[ckan-dev] road map for horizontal scaling?

Ruima E. ruimaximo at gmail.com
Thu Oct 13 06:57:19 UTC 2016


I second this.
We are in the same situation. We are an University that wants to build a
data capture framework (Hadoop/ Cassandra/ Spark) for the data provider in
our city and expose it to the community via CKAN.
Thank you!
RMX

On Thu, Oct 13, 2016 at 4:48 AM, Claire Herbert <Claire.Herbert at umanitoba.ca
> wrote:

> Sounds very interesting David. Would you be able share a high level
> diagram of the architecture? It sounds very useful in potentially helping
> organization like ours (University) plan a larger deployment.
>
>
> Claire
>
>
>
>
>
>
> ------------------------------
> *From:* Fawcett, David (MNIT) <David.Fawcett at state.mn.us>
> *Sent:* 06 October 2016 10:02
> *To:* CKAN Development Discussions
> *Subject:* Re: [ckan-dev] road map for horizontal scaling?
>
>
> RMX,
>
>
>
> We currently don’t store many, if any, of the datasets in the database.
> We put CKAN in front of an internal data distribution system, with our CKAN
> instance essentially becoming just another node on the system.  When a
> dataset is updated in the system, it gets pushed out to all designated
> nodes, and we run a script nightly to read dataset metadata and push
> new/updated records to CKAN via API.
>
>
>
> Here is an example dataset (we call them resources because they include
> web apps, desktops, and data):
>
> https://gisdata.mn.gov/dataset/env-buffer-protection-mn
> Buffer Protection Map, Minnesota - Resources - Minnesota Geospatial Commons
> These data represent public waters and public ditches that require
> permanent vegetation buffers or alternative riparian water quality
> practices. The buffer map data comprise two geographical...
> Read more... <https://gisdata.mn.gov/dataset/env-buffer-protection-mn>
>
>
>
> Most of the info on the page comes from the spatial metadata.  The
> overview text comes from the metadata Abstract element, the tags come from
> metadata key words, etc.
>
>
>
> Our state manages a lot of data in ESRI’s proprietary file geodatabase
> format, but to make the data accessible, we automatically generate
> shapefile and geopackage copies of the data and publish them as well.  This
> allows people to access the data without expensive licenses and proprietary
> software.
>
>
>
> In this example, you can also see that there is a link to view the full
> metadata record, and this resource has an associated Web map, so there is
> button to go there too.

**EXERCISE MATERIALS**.

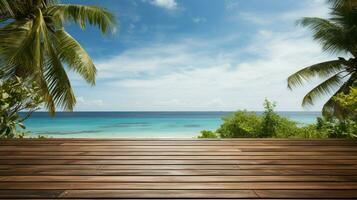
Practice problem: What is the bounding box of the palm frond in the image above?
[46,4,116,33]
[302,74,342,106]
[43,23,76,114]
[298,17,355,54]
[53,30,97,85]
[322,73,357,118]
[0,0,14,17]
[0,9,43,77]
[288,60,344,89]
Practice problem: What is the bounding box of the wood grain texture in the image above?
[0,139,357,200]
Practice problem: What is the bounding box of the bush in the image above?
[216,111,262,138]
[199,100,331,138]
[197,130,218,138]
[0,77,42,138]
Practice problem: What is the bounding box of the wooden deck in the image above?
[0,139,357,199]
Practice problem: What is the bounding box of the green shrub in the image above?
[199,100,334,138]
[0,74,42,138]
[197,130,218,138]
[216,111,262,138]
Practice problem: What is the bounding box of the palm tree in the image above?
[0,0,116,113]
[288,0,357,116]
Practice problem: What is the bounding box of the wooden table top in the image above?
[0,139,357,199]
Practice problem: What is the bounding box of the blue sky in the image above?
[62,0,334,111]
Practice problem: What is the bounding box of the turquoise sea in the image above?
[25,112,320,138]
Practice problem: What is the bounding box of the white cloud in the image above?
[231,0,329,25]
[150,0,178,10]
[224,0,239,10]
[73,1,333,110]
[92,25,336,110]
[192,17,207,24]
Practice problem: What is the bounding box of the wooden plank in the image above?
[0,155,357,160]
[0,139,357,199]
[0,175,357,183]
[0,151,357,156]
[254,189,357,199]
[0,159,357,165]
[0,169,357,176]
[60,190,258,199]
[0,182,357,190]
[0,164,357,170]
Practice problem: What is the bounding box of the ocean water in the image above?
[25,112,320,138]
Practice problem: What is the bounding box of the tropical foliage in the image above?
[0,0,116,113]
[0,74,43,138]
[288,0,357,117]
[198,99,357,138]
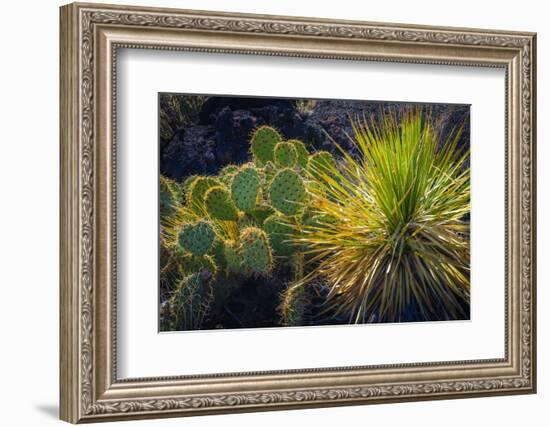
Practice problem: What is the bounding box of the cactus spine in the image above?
...
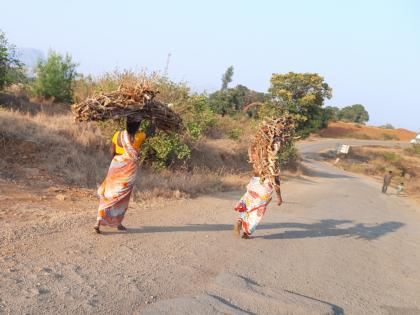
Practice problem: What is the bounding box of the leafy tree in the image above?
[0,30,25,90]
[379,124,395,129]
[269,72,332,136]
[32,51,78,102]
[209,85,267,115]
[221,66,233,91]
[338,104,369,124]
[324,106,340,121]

**TASK SET**.
a – According to the thread, what copies of the file geodatabase data does the state automatically generate and publish?
b – Recast the records as a Markdown table with the columns No. and Line. Start at the line containing "Practice problem: What is the bounding box of the ocean", end after the line containing "[198,99,357,138]", and leave out blank lines.

**WORKED ANSWERS**.
a – Shapefile and geopackage copies.

b –
| No. | Line |
|---|---|
| 1 | Practice problem: What is the bounding box of the ocean water in the image above? |
| 2 | [25,112,320,138] |
| 3 | Practice problem: What is the bounding box of the tropical foliage in the image above? |
| 4 | [0,0,116,113] |
| 5 | [0,74,43,138] |
| 6 | [288,0,357,117] |
| 7 | [198,99,357,138] |